• What to produce
Show each line of the rows below that contains the string "outline", treating uppercase and lowercase letters as different.

::::::::

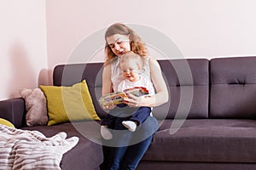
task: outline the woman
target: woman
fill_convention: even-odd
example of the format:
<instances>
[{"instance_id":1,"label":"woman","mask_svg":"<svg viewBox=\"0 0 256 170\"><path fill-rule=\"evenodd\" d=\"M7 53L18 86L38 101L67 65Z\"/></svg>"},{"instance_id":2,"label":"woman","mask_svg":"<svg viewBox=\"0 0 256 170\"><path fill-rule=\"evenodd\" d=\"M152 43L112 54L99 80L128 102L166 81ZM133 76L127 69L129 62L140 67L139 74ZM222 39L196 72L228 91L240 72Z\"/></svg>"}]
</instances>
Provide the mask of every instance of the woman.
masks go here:
<instances>
[{"instance_id":1,"label":"woman","mask_svg":"<svg viewBox=\"0 0 256 170\"><path fill-rule=\"evenodd\" d=\"M131 108L137 108L141 106L154 107L168 101L168 91L159 63L156 60L148 57L145 44L134 31L124 24L116 23L107 29L105 40L107 60L104 64L102 74L102 95L117 91L119 83L124 80L119 66L119 56L126 52L132 51L143 58L145 64L142 74L152 81L155 88L155 94L150 98L145 98L143 96L136 97L131 94L128 96L129 99L125 99L124 103L128 105ZM110 110L114 107L115 105L109 105L105 106L104 109ZM111 128L114 130L125 129L121 123L122 121L123 117L121 117L119 121L117 121ZM147 135L145 135L146 138L142 141L126 146L103 146L104 162L102 165L102 169L136 169L148 148L152 135L157 128L158 123L156 119L153 116L149 116L143 123L142 128L137 130L141 133L139 136L143 136L143 134L147 133ZM106 129L102 128L102 130ZM127 136L131 138L129 139L132 140L132 138L136 136L134 133L136 133L136 132L133 133L127 132L127 134L130 135L126 135L125 140L127 142ZM115 139L115 140L125 141L122 140L122 139Z\"/></svg>"}]
</instances>

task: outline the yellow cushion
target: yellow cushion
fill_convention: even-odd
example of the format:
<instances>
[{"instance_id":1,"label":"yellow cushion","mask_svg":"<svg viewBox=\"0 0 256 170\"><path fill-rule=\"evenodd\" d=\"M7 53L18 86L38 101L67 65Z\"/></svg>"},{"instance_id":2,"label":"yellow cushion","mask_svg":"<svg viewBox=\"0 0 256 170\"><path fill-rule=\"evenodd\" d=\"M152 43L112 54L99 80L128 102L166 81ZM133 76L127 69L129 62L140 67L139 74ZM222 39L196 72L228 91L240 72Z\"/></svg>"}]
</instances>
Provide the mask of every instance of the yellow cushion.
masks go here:
<instances>
[{"instance_id":1,"label":"yellow cushion","mask_svg":"<svg viewBox=\"0 0 256 170\"><path fill-rule=\"evenodd\" d=\"M39 86L47 99L48 126L84 120L100 120L85 80L72 87Z\"/></svg>"},{"instance_id":2,"label":"yellow cushion","mask_svg":"<svg viewBox=\"0 0 256 170\"><path fill-rule=\"evenodd\" d=\"M9 121L7 121L5 119L0 118L0 124L15 128L15 125L13 123L11 123L10 122L9 122Z\"/></svg>"}]
</instances>

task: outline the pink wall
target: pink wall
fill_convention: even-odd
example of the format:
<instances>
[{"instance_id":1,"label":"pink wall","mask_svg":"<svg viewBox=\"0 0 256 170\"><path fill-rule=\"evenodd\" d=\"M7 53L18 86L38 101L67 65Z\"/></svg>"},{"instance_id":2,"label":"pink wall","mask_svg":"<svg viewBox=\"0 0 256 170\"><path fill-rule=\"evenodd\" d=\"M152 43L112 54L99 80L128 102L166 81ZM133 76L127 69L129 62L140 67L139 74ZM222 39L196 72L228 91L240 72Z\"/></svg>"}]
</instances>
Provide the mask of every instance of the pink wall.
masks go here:
<instances>
[{"instance_id":1,"label":"pink wall","mask_svg":"<svg viewBox=\"0 0 256 170\"><path fill-rule=\"evenodd\" d=\"M254 0L2 1L0 99L18 96L22 88L51 84L55 65L70 62L84 39L114 22L155 29L186 58L256 55L255 5ZM103 61L102 48L92 59L82 57Z\"/></svg>"},{"instance_id":2,"label":"pink wall","mask_svg":"<svg viewBox=\"0 0 256 170\"><path fill-rule=\"evenodd\" d=\"M84 38L117 21L158 30L186 58L255 55L255 5L254 0L46 0L49 68L69 62ZM96 60L104 60L102 50L96 53Z\"/></svg>"},{"instance_id":3,"label":"pink wall","mask_svg":"<svg viewBox=\"0 0 256 170\"><path fill-rule=\"evenodd\" d=\"M0 99L48 83L44 0L0 3Z\"/></svg>"}]
</instances>

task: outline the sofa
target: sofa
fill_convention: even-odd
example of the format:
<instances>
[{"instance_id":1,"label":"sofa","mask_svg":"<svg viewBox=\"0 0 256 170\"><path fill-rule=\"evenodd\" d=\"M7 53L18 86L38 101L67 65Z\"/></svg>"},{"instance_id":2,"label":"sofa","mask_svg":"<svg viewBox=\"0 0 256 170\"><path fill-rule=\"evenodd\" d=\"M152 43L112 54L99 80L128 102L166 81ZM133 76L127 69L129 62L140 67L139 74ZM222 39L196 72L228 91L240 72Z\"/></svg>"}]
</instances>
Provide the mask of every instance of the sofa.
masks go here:
<instances>
[{"instance_id":1,"label":"sofa","mask_svg":"<svg viewBox=\"0 0 256 170\"><path fill-rule=\"evenodd\" d=\"M137 169L256 169L256 57L159 63L170 99L153 109L159 128ZM85 79L96 112L103 117L106 113L98 102L102 73L102 63L59 65L53 82L55 86L72 86ZM95 121L27 127L22 98L0 101L0 113L17 128L38 130L49 137L61 131L78 136L79 144L62 157L63 170L100 169L102 145L93 141L93 135L83 135L76 128L97 132L99 138L99 128L90 128Z\"/></svg>"}]
</instances>

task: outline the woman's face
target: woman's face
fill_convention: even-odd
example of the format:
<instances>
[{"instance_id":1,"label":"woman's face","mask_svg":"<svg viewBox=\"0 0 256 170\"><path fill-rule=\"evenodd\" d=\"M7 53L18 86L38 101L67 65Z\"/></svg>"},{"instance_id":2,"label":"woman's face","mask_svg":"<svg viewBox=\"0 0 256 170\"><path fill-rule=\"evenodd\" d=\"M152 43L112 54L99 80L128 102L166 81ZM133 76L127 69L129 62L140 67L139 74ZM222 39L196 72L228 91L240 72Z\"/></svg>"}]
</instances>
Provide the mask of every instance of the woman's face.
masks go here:
<instances>
[{"instance_id":1,"label":"woman's face","mask_svg":"<svg viewBox=\"0 0 256 170\"><path fill-rule=\"evenodd\" d=\"M107 42L113 53L117 56L120 56L131 51L129 36L114 34L107 37Z\"/></svg>"}]
</instances>

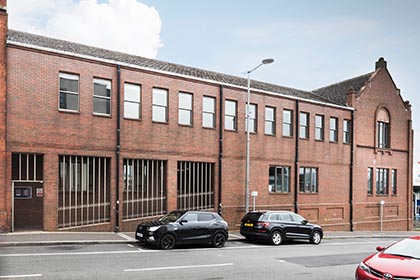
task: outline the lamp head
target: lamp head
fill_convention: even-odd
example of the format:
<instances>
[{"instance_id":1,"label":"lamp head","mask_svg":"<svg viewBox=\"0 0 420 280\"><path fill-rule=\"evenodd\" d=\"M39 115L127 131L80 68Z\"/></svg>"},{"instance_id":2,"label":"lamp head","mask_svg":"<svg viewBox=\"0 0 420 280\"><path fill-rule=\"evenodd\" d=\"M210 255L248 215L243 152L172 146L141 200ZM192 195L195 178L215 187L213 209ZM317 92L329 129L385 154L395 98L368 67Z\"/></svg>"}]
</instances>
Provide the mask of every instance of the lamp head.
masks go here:
<instances>
[{"instance_id":1,"label":"lamp head","mask_svg":"<svg viewBox=\"0 0 420 280\"><path fill-rule=\"evenodd\" d=\"M263 61L261 61L262 64L270 64L270 63L273 63L273 62L274 62L274 59L272 59L272 58L266 58Z\"/></svg>"}]
</instances>

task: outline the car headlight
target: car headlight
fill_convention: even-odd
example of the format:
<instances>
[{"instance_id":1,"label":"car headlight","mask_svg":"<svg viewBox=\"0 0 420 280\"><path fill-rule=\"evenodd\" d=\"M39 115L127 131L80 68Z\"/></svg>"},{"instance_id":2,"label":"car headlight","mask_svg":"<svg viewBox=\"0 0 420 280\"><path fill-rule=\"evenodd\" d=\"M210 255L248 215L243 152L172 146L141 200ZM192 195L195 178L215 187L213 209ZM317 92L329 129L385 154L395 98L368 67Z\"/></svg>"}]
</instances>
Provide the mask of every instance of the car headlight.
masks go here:
<instances>
[{"instance_id":1,"label":"car headlight","mask_svg":"<svg viewBox=\"0 0 420 280\"><path fill-rule=\"evenodd\" d=\"M370 268L364 262L361 262L359 264L359 267L360 267L361 270L364 270L364 271L366 271L367 273L370 274Z\"/></svg>"},{"instance_id":2,"label":"car headlight","mask_svg":"<svg viewBox=\"0 0 420 280\"><path fill-rule=\"evenodd\" d=\"M157 231L159 228L160 226L149 227L149 231L154 232L154 231Z\"/></svg>"}]
</instances>

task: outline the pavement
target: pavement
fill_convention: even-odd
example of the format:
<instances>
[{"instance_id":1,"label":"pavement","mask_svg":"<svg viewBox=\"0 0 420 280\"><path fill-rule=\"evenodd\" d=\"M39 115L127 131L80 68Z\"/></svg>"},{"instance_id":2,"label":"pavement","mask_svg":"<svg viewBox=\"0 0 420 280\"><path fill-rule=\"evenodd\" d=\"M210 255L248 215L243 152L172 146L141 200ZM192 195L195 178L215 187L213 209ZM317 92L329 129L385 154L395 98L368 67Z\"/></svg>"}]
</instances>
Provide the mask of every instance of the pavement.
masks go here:
<instances>
[{"instance_id":1,"label":"pavement","mask_svg":"<svg viewBox=\"0 0 420 280\"><path fill-rule=\"evenodd\" d=\"M420 231L327 231L324 239L404 238L420 235ZM229 232L229 240L245 239L238 231ZM75 245L135 243L134 232L16 232L0 233L2 246Z\"/></svg>"}]
</instances>

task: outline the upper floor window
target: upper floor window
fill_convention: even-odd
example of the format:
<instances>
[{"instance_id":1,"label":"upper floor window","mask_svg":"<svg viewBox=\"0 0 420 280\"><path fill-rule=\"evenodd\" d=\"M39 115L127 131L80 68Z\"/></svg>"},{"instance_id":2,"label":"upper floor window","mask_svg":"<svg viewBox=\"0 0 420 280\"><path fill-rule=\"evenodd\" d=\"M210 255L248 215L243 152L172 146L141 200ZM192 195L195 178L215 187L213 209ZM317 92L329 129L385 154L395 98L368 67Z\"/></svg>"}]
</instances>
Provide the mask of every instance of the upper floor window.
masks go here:
<instances>
[{"instance_id":1,"label":"upper floor window","mask_svg":"<svg viewBox=\"0 0 420 280\"><path fill-rule=\"evenodd\" d=\"M270 192L290 192L289 166L270 166L268 175L268 185L270 186Z\"/></svg>"},{"instance_id":2,"label":"upper floor window","mask_svg":"<svg viewBox=\"0 0 420 280\"><path fill-rule=\"evenodd\" d=\"M93 112L111 115L111 81L93 79Z\"/></svg>"},{"instance_id":3,"label":"upper floor window","mask_svg":"<svg viewBox=\"0 0 420 280\"><path fill-rule=\"evenodd\" d=\"M245 105L245 111L248 109L248 106ZM246 128L246 119L245 119L245 131L247 131ZM249 132L256 133L257 132L257 105L255 104L249 104L249 112L248 112L248 127Z\"/></svg>"},{"instance_id":4,"label":"upper floor window","mask_svg":"<svg viewBox=\"0 0 420 280\"><path fill-rule=\"evenodd\" d=\"M168 122L168 90L153 88L152 120L154 122Z\"/></svg>"},{"instance_id":5,"label":"upper floor window","mask_svg":"<svg viewBox=\"0 0 420 280\"><path fill-rule=\"evenodd\" d=\"M391 189L392 195L397 194L397 169L391 170Z\"/></svg>"},{"instance_id":6,"label":"upper floor window","mask_svg":"<svg viewBox=\"0 0 420 280\"><path fill-rule=\"evenodd\" d=\"M338 119L330 118L330 142L338 142Z\"/></svg>"},{"instance_id":7,"label":"upper floor window","mask_svg":"<svg viewBox=\"0 0 420 280\"><path fill-rule=\"evenodd\" d=\"M367 178L367 194L373 194L373 168L368 167L368 178Z\"/></svg>"},{"instance_id":8,"label":"upper floor window","mask_svg":"<svg viewBox=\"0 0 420 280\"><path fill-rule=\"evenodd\" d=\"M293 136L293 115L291 110L283 110L283 136Z\"/></svg>"},{"instance_id":9,"label":"upper floor window","mask_svg":"<svg viewBox=\"0 0 420 280\"><path fill-rule=\"evenodd\" d=\"M203 97L203 127L216 127L216 98Z\"/></svg>"},{"instance_id":10,"label":"upper floor window","mask_svg":"<svg viewBox=\"0 0 420 280\"><path fill-rule=\"evenodd\" d=\"M351 122L350 120L343 121L343 143L349 144L351 142Z\"/></svg>"},{"instance_id":11,"label":"upper floor window","mask_svg":"<svg viewBox=\"0 0 420 280\"><path fill-rule=\"evenodd\" d=\"M178 123L192 125L192 94L180 92L178 95Z\"/></svg>"},{"instance_id":12,"label":"upper floor window","mask_svg":"<svg viewBox=\"0 0 420 280\"><path fill-rule=\"evenodd\" d=\"M299 169L299 191L306 193L318 192L318 168L301 167Z\"/></svg>"},{"instance_id":13,"label":"upper floor window","mask_svg":"<svg viewBox=\"0 0 420 280\"><path fill-rule=\"evenodd\" d=\"M376 194L388 194L388 169L376 169Z\"/></svg>"},{"instance_id":14,"label":"upper floor window","mask_svg":"<svg viewBox=\"0 0 420 280\"><path fill-rule=\"evenodd\" d=\"M380 109L376 120L377 147L381 149L390 148L390 120L388 111Z\"/></svg>"},{"instance_id":15,"label":"upper floor window","mask_svg":"<svg viewBox=\"0 0 420 280\"><path fill-rule=\"evenodd\" d=\"M276 108L265 107L265 125L264 132L267 135L276 134Z\"/></svg>"},{"instance_id":16,"label":"upper floor window","mask_svg":"<svg viewBox=\"0 0 420 280\"><path fill-rule=\"evenodd\" d=\"M227 130L237 129L236 105L236 101L225 101L225 129Z\"/></svg>"},{"instance_id":17,"label":"upper floor window","mask_svg":"<svg viewBox=\"0 0 420 280\"><path fill-rule=\"evenodd\" d=\"M141 86L124 84L124 118L141 118Z\"/></svg>"},{"instance_id":18,"label":"upper floor window","mask_svg":"<svg viewBox=\"0 0 420 280\"><path fill-rule=\"evenodd\" d=\"M309 138L309 114L301 112L299 115L299 137L303 139Z\"/></svg>"},{"instance_id":19,"label":"upper floor window","mask_svg":"<svg viewBox=\"0 0 420 280\"><path fill-rule=\"evenodd\" d=\"M79 76L60 73L60 107L61 110L79 111Z\"/></svg>"},{"instance_id":20,"label":"upper floor window","mask_svg":"<svg viewBox=\"0 0 420 280\"><path fill-rule=\"evenodd\" d=\"M315 140L324 140L324 116L315 115Z\"/></svg>"}]
</instances>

::::::::

• Output
task: outline the woman
task: outline the yellow cushion
task: outline the pink wall
task: outline the sofa
task: outline the woman's face
task: outline the lamp head
task: outline the car headlight
task: outline the pavement
task: outline the upper floor window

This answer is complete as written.